Work instructions: Gather every line of the material below that contains the word "front", and copy each one unchanged.

Excerpts from a dataset on pointing at objects:
* begin *
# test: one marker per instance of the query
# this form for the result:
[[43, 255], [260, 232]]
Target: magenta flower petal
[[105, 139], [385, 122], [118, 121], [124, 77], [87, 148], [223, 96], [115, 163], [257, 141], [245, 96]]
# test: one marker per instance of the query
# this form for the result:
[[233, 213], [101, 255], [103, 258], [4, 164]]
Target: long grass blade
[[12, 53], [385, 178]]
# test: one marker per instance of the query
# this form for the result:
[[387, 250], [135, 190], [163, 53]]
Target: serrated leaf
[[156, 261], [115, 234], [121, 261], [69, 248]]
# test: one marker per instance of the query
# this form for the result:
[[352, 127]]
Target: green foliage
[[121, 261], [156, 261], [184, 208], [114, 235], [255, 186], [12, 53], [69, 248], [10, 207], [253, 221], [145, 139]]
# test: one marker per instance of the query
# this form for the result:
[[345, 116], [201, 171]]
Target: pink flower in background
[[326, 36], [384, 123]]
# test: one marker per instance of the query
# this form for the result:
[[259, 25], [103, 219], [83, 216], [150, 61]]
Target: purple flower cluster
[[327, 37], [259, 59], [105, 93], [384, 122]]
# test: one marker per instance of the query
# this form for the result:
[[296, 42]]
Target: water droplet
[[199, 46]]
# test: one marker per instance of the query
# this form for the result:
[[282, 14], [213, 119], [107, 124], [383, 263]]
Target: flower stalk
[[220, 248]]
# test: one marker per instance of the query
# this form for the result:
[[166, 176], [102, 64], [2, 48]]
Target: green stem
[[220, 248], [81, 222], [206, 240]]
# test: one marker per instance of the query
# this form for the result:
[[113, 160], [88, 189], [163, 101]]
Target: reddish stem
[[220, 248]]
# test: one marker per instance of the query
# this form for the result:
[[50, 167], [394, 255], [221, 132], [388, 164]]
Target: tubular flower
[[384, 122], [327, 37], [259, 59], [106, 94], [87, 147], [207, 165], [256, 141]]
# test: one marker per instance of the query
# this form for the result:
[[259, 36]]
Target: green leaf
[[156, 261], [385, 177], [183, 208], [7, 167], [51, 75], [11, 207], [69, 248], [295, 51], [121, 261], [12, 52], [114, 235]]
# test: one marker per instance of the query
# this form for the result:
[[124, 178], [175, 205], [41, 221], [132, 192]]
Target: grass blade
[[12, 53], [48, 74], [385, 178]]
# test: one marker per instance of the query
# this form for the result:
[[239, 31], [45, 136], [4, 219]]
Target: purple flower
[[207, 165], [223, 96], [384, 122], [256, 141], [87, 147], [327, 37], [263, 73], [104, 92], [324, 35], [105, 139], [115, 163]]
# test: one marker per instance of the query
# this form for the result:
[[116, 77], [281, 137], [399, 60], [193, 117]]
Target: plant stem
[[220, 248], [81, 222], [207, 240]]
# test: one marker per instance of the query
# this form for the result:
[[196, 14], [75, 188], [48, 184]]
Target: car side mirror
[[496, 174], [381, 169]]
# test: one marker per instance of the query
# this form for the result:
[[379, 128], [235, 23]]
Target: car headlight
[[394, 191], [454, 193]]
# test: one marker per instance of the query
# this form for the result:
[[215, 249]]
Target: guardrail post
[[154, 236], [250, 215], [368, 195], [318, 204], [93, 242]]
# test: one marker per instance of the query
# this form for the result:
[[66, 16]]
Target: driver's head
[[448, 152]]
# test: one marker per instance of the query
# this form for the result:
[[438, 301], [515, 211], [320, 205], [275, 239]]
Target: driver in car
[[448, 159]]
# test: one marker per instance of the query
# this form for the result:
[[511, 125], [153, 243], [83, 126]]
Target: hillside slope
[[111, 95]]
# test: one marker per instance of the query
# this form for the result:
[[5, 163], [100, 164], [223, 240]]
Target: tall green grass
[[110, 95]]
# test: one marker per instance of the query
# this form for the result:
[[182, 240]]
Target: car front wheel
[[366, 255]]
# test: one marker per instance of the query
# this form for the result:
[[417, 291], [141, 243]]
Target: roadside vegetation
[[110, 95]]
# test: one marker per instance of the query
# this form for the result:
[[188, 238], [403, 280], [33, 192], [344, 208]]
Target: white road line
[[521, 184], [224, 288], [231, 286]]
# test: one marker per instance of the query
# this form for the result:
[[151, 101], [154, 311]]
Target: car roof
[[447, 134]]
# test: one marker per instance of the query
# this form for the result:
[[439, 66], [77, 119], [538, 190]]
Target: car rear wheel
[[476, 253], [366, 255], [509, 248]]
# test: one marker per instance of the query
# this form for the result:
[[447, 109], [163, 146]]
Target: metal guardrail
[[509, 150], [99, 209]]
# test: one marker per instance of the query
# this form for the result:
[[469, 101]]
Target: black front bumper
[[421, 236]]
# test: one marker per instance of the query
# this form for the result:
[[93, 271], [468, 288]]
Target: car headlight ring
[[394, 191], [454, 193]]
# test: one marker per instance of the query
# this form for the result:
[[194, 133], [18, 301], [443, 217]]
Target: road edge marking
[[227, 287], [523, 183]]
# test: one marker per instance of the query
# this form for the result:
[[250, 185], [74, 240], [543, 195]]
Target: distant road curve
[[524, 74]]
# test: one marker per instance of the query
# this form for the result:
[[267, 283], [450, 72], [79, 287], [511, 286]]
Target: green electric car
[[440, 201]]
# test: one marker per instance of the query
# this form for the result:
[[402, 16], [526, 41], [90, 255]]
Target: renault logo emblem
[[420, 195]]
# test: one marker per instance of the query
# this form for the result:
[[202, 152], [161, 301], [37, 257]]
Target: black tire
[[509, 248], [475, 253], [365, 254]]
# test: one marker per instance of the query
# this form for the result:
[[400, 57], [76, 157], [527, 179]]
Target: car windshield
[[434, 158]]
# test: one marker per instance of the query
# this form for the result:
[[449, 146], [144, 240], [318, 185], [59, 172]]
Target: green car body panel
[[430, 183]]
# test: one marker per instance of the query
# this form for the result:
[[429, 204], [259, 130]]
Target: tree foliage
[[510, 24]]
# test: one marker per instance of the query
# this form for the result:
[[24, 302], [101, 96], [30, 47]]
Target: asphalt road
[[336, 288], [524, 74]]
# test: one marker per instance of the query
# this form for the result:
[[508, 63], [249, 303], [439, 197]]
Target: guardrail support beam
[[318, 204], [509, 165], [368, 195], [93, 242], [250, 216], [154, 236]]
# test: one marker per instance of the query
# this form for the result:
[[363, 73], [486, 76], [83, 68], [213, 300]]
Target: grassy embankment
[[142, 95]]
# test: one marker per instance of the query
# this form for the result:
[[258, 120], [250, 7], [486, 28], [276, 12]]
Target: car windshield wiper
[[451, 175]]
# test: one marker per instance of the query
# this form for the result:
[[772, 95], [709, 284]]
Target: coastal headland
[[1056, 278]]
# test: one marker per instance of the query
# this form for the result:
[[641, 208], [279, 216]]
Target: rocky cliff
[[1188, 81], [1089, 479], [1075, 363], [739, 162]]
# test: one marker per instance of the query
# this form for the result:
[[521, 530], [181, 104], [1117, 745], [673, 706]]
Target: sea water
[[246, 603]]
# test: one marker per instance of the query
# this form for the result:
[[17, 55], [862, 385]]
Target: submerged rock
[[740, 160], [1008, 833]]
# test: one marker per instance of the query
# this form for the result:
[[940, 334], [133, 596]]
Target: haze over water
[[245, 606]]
* end *
Complete response:
Target: car front wheel
Target: black front bumper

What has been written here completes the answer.